Text provided:

--- START ---

So, Why a Barn Fly?
Welcome to the first post from Maine Horse Trails and
Carriage Tales. The Roaming Stories of a
Maine Barn Fly. Yup, that’s the name of
it. That’s what I called it.
You may think, “Okay. I get the Horse Trails and Carriage Tales. You’re going to talk about horses and riding
and carriages and stuff. No-brainer
there, I get it. But a barn fly? Really?
That’s kind of…um…odd. I mean, who
wants to be associated with a barn fly?
You do know where they hang out
and what they walk on, right?” Let me explain:
I have the typical story of many little girls growing
up. I was CRAZY for horses. Every piece of paper had a horse scrawled on it. Every recess was spent chasing my other horse-crazy friends around the playground pretending to be horses. I had one of those bouncy horses with springs
mounted on an aluminum frame out in the barn of our suburban North Deering home
in Portland. I spent hours out there
with “Wildfire” (named after Michael Martin Murphey’s 1975 song) bringing her grass clippings for
hay and pulling her into her “stall” in the corner of the barn before Grampa
parked the old Ford Galaxy for the night.
Every horizontal tree branch around our house had an old rug thrown over
it and a rope tied in it for a makeshift horse.
The trail rides I took in those trees were the stuff of legends, even if
I did get thrown off my “horse” a few times and ate dirt. It was all part of the experience.
Fast-forward to my adult years, past high school and
college, past the marriage and the establishing of a career and the mortgage
and the kids and the soccer games and all the other grown-up stuff; the call of
the barn still buzzed in my head. I had
long since outgrown Wildfire and moved away from my childhood home with the
tree-branch horses. I finally got up the courage, saved a few
bucks and contacted a barn to inquire about lessons. OUCH.
Way too expensive! (See kids and soccer games, et-al above.)

--- END ---

Data supplied:
--- START ---

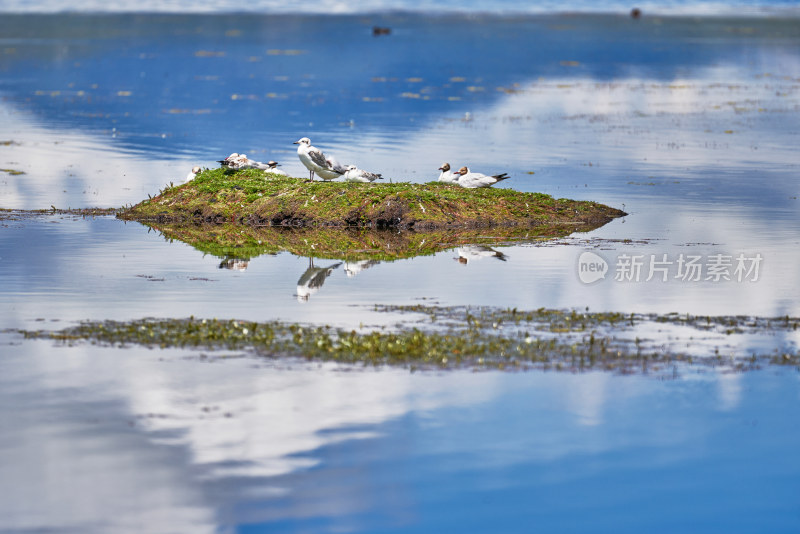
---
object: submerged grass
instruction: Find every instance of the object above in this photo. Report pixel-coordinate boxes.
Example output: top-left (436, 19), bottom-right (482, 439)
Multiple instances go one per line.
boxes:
top-left (21, 306), bottom-right (800, 374)
top-left (148, 223), bottom-right (585, 261)
top-left (118, 169), bottom-right (625, 229)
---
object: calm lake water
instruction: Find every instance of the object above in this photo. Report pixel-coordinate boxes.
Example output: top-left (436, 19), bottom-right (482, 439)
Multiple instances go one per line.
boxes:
top-left (0, 11), bottom-right (800, 532)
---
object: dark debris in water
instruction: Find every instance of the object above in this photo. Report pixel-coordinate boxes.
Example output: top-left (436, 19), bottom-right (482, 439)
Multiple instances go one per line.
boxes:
top-left (18, 305), bottom-right (800, 376)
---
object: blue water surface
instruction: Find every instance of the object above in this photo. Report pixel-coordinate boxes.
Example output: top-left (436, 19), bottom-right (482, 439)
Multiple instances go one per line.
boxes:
top-left (0, 9), bottom-right (800, 533)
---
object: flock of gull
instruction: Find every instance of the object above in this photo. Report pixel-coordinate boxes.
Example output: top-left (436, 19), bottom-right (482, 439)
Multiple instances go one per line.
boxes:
top-left (186, 137), bottom-right (509, 189)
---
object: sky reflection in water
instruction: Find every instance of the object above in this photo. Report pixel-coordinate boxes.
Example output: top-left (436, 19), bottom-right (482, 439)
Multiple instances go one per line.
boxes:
top-left (0, 12), bottom-right (800, 532)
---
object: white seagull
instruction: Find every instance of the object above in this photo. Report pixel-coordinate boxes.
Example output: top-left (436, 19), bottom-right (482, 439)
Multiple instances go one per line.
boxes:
top-left (439, 163), bottom-right (458, 184)
top-left (218, 152), bottom-right (286, 176)
top-left (344, 165), bottom-right (383, 183)
top-left (294, 137), bottom-right (344, 181)
top-left (453, 167), bottom-right (510, 189)
top-left (183, 167), bottom-right (203, 183)
top-left (217, 152), bottom-right (248, 170)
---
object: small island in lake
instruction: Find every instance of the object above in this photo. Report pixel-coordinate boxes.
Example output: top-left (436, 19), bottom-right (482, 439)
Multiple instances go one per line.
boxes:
top-left (118, 169), bottom-right (626, 231)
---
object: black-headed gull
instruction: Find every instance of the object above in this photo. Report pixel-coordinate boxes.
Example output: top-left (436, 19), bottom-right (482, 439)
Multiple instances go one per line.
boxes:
top-left (217, 152), bottom-right (247, 169)
top-left (184, 167), bottom-right (203, 183)
top-left (439, 163), bottom-right (458, 184)
top-left (344, 165), bottom-right (383, 183)
top-left (294, 137), bottom-right (344, 180)
top-left (218, 152), bottom-right (286, 176)
top-left (453, 167), bottom-right (510, 189)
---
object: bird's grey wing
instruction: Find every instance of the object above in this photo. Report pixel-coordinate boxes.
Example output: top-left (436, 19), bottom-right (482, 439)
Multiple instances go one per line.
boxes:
top-left (308, 150), bottom-right (328, 169)
top-left (325, 156), bottom-right (347, 174)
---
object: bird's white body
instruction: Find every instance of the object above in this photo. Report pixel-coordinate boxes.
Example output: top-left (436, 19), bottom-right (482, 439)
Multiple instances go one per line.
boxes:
top-left (294, 137), bottom-right (344, 180)
top-left (344, 165), bottom-right (383, 183)
top-left (453, 167), bottom-right (508, 189)
top-left (264, 160), bottom-right (287, 176)
top-left (439, 163), bottom-right (458, 184)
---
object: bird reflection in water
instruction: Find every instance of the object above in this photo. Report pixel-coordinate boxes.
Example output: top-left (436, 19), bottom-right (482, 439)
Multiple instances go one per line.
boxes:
top-left (219, 256), bottom-right (250, 271)
top-left (296, 258), bottom-right (342, 302)
top-left (344, 260), bottom-right (380, 278)
top-left (453, 245), bottom-right (508, 265)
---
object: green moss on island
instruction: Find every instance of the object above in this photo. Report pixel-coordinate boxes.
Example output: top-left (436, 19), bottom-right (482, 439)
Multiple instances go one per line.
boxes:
top-left (118, 169), bottom-right (625, 231)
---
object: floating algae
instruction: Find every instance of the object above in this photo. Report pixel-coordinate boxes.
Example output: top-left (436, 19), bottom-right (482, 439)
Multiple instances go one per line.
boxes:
top-left (18, 306), bottom-right (800, 374)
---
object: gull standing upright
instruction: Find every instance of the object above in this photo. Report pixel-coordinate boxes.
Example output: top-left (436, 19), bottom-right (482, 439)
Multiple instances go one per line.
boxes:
top-left (344, 165), bottom-right (383, 183)
top-left (439, 163), bottom-right (458, 184)
top-left (453, 167), bottom-right (510, 189)
top-left (294, 137), bottom-right (343, 181)
top-left (217, 152), bottom-right (248, 170)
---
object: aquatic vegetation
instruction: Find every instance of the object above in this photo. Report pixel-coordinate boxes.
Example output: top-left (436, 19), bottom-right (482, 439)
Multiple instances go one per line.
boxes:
top-left (20, 305), bottom-right (800, 374)
top-left (118, 169), bottom-right (625, 229)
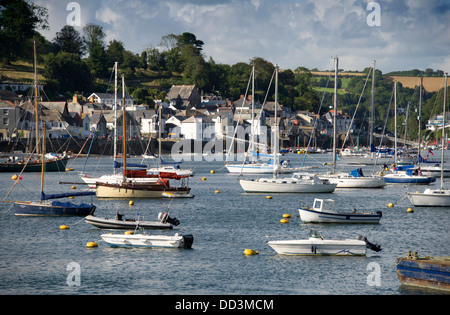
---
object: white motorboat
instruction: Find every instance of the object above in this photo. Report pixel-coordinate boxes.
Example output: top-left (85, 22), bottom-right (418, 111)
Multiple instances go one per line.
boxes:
top-left (406, 188), bottom-right (450, 207)
top-left (101, 232), bottom-right (194, 248)
top-left (225, 162), bottom-right (309, 174)
top-left (80, 174), bottom-right (158, 189)
top-left (319, 168), bottom-right (386, 188)
top-left (420, 164), bottom-right (450, 177)
top-left (298, 198), bottom-right (382, 223)
top-left (84, 212), bottom-right (180, 230)
top-left (267, 230), bottom-right (381, 256)
top-left (147, 165), bottom-right (195, 176)
top-left (239, 173), bottom-right (336, 193)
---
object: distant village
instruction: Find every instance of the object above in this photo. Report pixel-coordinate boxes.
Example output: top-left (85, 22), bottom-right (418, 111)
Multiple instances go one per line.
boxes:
top-left (0, 85), bottom-right (439, 154)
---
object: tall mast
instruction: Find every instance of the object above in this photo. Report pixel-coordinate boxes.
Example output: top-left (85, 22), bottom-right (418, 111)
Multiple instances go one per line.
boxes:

--- END ---

To do:
**a.** Transcribe the Maine barn fly post starting with "Fast-forward to my" and going on through "about lessons. OUCH.".
**b.** In the Maine barn fly post, what car did Grampa park in the barn for the night?
**c.** Take the Maine barn fly post further from the point where it stops.
The listing can be ignored.

Responses per task:
**a.**
Fast-forward to my adult years, past high school and
college, past the marriage and the establishing of a career and the mortgage
and the kids and the soccer games and all the other grown-up stuff; the call of
the barn still buzzed in my head. I had
long since outgrown Wildfire and moved away from my childhood home with the
tree-branch horses. I finally got up the courage, saved a few
bucks and contacted a barn to inquire about lessons. OUCH.

**b.** The old Ford Galaxy.

**c.**
They say, “Where there’s a will, there’s a way” and I found
my way through the magic of horse-poop.
You see, horse barns are full of horses and horses are full of…well…you
know. It’s a dirty job but if you want
to be around horses and learn as much as you can about them you start, quite
literally, at the bottom.
Soon I was spending as much time as I could at the
barn. Scooping and mucking, lugging
water and hay and even sometimes getting to lead a horse from one stall to the
other. And I learned. I watched and asked questions and listened
and learned some more. I never missed
the farrier or spring shots or clinics. I watched other people’s lessons. I loved the aromatic scent of horses and
shavings and hay…and manure. I went from
one barn to another asking questions and listening to horse-people share their
stories, practices, routines, remedies—anything they would share related to
their horses. I learned that there are
as many was to do things as there are barns!
Some keep their horses out 24/7, some keep them in stalls; some feed this
while others feed that; some provide more bedding in their stalls and some
provide less. Some horses are shod while
others go barefoot.
In this blog, I will share with you the stories of the
barn, the horses and their people as observed by a fly on the barn wall. I hope you enjoy them.